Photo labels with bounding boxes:
+--
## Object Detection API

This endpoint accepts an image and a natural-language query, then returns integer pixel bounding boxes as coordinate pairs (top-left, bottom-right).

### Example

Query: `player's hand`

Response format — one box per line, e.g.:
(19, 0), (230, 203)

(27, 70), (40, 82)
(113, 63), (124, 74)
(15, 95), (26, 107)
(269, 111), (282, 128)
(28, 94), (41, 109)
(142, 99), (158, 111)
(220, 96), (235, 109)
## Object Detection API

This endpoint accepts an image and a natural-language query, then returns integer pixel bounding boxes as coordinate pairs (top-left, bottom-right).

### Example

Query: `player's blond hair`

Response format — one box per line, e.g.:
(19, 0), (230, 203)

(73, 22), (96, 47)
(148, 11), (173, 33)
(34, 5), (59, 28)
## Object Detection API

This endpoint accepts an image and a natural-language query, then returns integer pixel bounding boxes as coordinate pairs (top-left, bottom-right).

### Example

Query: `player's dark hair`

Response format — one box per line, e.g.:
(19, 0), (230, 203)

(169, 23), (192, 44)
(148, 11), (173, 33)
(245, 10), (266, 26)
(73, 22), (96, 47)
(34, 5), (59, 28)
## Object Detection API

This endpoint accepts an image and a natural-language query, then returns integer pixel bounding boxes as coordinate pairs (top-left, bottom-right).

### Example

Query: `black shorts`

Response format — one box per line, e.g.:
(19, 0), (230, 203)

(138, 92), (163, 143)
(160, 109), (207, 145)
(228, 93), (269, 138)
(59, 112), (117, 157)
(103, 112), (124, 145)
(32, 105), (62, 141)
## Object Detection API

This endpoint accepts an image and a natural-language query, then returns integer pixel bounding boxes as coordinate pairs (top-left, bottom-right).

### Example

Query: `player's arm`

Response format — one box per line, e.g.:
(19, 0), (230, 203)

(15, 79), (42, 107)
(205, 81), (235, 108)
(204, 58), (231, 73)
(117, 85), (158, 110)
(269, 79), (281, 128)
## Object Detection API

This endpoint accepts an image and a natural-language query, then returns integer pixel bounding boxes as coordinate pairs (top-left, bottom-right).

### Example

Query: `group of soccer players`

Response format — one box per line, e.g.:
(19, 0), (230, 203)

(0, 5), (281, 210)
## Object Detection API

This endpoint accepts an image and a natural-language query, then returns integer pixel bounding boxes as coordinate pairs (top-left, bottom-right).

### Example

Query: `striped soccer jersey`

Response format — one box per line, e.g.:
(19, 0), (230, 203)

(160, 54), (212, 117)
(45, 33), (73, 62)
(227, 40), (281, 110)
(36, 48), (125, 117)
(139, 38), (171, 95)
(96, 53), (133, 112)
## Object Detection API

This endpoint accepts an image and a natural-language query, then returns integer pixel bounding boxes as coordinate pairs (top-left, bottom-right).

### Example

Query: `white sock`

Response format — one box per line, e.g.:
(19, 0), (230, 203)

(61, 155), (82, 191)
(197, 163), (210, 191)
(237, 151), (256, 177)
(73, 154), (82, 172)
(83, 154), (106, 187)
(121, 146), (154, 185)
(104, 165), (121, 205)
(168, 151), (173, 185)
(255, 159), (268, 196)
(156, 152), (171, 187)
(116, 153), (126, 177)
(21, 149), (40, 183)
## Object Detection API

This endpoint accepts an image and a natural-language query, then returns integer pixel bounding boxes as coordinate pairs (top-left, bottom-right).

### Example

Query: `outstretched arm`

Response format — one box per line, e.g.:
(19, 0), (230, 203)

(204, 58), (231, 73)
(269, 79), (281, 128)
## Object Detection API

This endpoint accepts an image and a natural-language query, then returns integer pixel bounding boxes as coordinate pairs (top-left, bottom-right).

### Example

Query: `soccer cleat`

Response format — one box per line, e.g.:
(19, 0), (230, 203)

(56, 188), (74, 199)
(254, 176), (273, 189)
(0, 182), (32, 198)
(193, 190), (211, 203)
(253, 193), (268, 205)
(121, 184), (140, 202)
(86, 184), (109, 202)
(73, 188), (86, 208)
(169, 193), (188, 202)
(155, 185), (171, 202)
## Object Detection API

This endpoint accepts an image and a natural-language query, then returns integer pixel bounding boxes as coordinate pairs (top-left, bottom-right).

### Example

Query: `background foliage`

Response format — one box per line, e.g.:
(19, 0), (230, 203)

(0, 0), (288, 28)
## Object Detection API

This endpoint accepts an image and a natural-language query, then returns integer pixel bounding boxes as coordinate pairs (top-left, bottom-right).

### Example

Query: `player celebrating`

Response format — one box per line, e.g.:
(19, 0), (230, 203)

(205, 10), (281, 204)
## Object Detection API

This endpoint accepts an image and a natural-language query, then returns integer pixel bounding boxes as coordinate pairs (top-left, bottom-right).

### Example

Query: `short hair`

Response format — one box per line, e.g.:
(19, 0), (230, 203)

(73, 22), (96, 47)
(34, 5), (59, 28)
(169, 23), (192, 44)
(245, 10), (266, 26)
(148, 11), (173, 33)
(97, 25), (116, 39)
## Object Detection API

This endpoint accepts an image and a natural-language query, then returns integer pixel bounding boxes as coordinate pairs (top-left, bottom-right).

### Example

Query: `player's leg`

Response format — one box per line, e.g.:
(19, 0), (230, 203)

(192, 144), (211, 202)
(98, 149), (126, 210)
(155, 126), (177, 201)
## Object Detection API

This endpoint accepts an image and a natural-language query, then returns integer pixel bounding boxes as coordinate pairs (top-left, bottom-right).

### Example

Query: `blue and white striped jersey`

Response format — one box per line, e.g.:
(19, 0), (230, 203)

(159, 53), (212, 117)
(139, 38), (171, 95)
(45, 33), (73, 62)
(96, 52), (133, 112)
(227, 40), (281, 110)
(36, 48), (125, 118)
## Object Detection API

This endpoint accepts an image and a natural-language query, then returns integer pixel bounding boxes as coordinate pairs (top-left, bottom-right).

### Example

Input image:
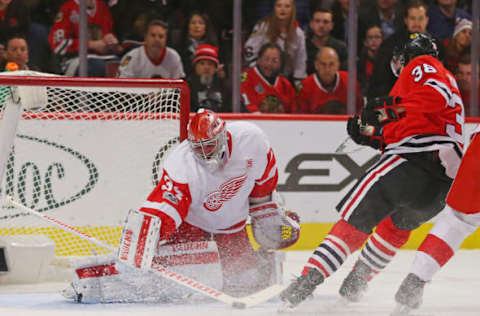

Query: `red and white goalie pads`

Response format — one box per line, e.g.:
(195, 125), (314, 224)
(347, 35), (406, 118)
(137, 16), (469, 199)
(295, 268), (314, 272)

(118, 210), (162, 269)
(250, 201), (300, 250)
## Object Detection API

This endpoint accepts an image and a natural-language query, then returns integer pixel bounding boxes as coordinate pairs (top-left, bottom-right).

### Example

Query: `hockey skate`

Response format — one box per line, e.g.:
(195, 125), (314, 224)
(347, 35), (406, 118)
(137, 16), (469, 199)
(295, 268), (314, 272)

(338, 260), (372, 303)
(280, 268), (325, 311)
(391, 273), (426, 316)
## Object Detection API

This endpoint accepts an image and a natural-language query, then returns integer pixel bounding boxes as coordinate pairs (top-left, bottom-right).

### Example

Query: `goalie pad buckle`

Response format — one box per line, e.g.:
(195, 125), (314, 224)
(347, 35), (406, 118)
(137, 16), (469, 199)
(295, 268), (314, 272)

(250, 202), (300, 250)
(118, 210), (162, 269)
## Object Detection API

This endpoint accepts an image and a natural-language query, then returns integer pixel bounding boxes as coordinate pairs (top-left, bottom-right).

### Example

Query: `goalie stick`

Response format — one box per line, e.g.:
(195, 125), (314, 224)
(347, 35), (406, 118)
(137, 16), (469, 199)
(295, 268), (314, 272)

(5, 196), (285, 309)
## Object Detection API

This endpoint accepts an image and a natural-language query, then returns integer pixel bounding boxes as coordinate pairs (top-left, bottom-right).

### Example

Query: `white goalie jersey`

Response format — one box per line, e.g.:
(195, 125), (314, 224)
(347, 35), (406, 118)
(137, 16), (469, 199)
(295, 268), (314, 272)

(141, 122), (278, 238)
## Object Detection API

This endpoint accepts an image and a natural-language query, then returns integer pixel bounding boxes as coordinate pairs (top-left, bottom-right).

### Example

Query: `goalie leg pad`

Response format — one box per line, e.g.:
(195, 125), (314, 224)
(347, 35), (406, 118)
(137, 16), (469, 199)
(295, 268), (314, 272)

(67, 241), (223, 304)
(118, 210), (162, 269)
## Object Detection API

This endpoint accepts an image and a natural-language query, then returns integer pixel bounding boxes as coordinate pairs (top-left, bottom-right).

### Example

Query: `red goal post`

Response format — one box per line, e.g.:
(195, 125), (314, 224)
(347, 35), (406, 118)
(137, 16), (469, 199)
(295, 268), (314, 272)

(0, 71), (190, 262)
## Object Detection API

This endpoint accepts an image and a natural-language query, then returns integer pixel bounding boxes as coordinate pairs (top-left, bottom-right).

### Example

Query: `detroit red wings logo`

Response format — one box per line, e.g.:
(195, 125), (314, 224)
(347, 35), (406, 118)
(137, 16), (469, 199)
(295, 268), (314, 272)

(203, 174), (247, 212)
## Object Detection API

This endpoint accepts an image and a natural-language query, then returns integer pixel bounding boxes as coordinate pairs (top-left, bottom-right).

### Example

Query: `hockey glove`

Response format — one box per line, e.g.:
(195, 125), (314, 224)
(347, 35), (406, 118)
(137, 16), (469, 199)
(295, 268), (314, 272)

(250, 201), (300, 250)
(347, 115), (385, 150)
(362, 96), (401, 127)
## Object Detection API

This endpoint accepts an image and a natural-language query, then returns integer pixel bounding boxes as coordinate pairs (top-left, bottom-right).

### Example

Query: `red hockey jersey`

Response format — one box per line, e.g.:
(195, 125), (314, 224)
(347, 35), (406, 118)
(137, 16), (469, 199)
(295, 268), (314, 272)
+--
Report every line in the material above that contains the string "hockey", copying each one in full.

Answer for the task -
Query: `hockey skate`
Query: `hockey glove`
Query: `red hockey jersey`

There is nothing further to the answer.